## Passage shown
Humanitarian disaster looms over camps during winter

The lives of thousands of Syrian families in the Idlib camps lives turn into hell every year with the start of winter amid the lack of heating and rainwater drainage.

On Nov. 25, the United Nations assessed the humanitarian situation in Syria, warning that the coming winter season will be “incredibly hard.”

Ramesh Rajasingham, the acting deputy UN Emergency Relief Coordinator, said, “More than 3 million people across Syria require assistance through what is likely to be an incredibly hard winter,” noting that those displaced remain “particularly vulnerable,” according to the official UN website.

Syria’s Response Coordination Group also appealed to the humanitarian organizations to contribute to securing the needs of the displaced in camps in northern Syria, after the flooding of about 23 camps in Idlib and the Aleppo countryside following the rainfalls on Dec. 15 that damaged many tents inhabited by dozens of families.

“We call on the humanitarian organizations operating in the area to shoulder their responsibilities toward the displaced in the camps,” the Response Coordination Group posted on Facebook on Dec. 15, noting that those same organizations bear the responsibility for not preparing for the coming winter disasters.

In the same context, the Syrian Civil Defense tweeted on Dec. 17, “Aerial photos show the flooding of several tents in the random camps in northern Idlib, following over 48 hours of rainfalls. The absence of proper infrastructure in the camps exposes them to floods after every rainfall, and the suffering of the displaced will not end until they return to their homes, from which the regime and its allies displaced them.”

Omram al-Ahmed a 12-year-old Syrian child displaced from the southern countryside of Aleppo, lives in the Atma camp in the Idlib countryside on the border with Turkey. “I neither want nor like rain; I dread seeing dark clouds because I know disasters will befall us, such as the road being cut off and not being able to go to school. I love the sun not only because I like it, but because I fear winter, the cold and the wind that it carries. We cannot even have access to bread when it rains because the road is cut off, and I would have to struggle under the rain and in the mud to go get bread.”

He added, “I would also have to wait for days before I can play again because the ground takes forever to dry and because of the large holes that retain rainwater for several days. Winds also scare me; they make our tents go left and right and almost uproots them from the ground, so we do not get much sleep. On rainy days we live in darkness since our solar panels do not charge.”

Ahmed noted, “My dream is to go back to our house from which we were forced out of five years ago; I can still remember some of its details. I always dream of a house whose roof is made of cement, not of cloth, as is the case with a tent.”

Fatima Umm Mohammed, 40, from Al-Lataminah in the Hama countryside, who is displaced in the Al-Lataminah camp in Idlib countryside near the border with Turkey, told Al-Monitor, “The organizations do not provide us with heating, so we collect cardboards from garbage and turn plastic containers into fuel to keep warm. No one helped us drain the rainwater that flooded our tents. My six children and I live in one tent, and we have no breadwinner. My husband was killed in a raid by the regime’s warplanes two years ago. It is up to me to tie the tent up when the wind blows and place stones on all sides so it stays up.”

Umm Mohammed added, “We receive a food basket every month that costs about $20, which is our monthly income, in addition to some aid from some people who give us charity sometimes. We also cook food on plastic surfaces since we do not own any gas cylinder [stoves] because they cost $9. We also use dry dung fuel for heating because we cannot afford heating fuel.”

## Records shown
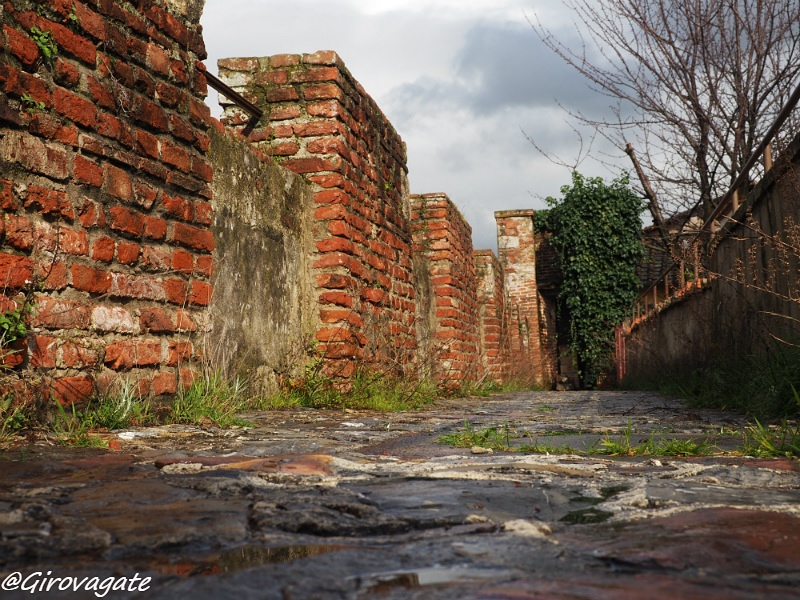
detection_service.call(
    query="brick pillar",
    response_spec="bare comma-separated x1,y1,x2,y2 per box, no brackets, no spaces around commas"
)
0,0,214,404
474,250,510,384
494,209,549,386
411,193,482,387
219,52,416,377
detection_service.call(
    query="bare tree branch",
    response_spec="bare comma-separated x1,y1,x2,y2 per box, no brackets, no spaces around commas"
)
528,0,800,220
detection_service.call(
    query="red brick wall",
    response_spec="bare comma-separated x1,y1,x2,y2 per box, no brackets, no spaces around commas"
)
410,194,482,384
494,210,552,386
0,0,214,402
474,250,511,384
219,52,416,376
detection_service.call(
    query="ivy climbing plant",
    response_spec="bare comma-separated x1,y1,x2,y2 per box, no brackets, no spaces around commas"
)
536,172,644,385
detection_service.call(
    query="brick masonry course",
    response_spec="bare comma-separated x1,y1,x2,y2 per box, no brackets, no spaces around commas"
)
0,0,214,403
0,0,564,403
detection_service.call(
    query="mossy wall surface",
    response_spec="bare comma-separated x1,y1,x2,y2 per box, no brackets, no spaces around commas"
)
208,132,316,391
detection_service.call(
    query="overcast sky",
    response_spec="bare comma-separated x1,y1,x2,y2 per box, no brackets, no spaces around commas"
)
202,0,625,249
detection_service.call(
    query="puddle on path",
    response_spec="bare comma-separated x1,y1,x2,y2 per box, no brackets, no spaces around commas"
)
216,544,352,573
351,566,513,598
559,485,629,525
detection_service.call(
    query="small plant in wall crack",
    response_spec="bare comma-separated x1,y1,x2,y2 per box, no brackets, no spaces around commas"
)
20,94,45,113
0,282,35,369
31,25,58,64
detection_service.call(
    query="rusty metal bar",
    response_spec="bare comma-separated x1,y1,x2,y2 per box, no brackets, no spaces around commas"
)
203,65,264,121
698,78,800,229
640,75,800,314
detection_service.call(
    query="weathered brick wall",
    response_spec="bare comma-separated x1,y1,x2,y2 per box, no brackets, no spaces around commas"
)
494,209,553,386
474,250,511,384
410,194,482,385
219,52,416,376
0,0,214,402
620,137,800,379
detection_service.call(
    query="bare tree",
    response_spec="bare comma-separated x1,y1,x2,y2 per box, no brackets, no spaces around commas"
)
531,0,800,220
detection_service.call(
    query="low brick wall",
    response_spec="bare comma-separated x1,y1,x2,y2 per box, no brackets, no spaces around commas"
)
474,250,511,384
410,194,483,386
219,52,416,377
0,0,214,403
620,138,800,380
494,210,557,386
0,0,556,404
206,132,318,395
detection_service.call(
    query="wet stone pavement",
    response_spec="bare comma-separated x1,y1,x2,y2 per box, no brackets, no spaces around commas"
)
0,392,800,600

## Problem
From the Idlib camps winter text above, copy verbatim the span starting at "On Nov. 25, the" and ending at "dozens of families.".

## Your solution
On Nov. 25, the United Nations assessed the humanitarian situation in Syria, warning that the coming winter season will be “incredibly hard.”

Ramesh Rajasingham, the acting deputy UN Emergency Relief Coordinator, said, “More than 3 million people across Syria require assistance through what is likely to be an incredibly hard winter,” noting that those displaced remain “particularly vulnerable,” according to the official UN website.

Syria’s Response Coordination Group also appealed to the humanitarian organizations to contribute to securing the needs of the displaced in camps in northern Syria, after the flooding of about 23 camps in Idlib and the Aleppo countryside following the rainfalls on Dec. 15 that damaged many tents inhabited by dozens of families.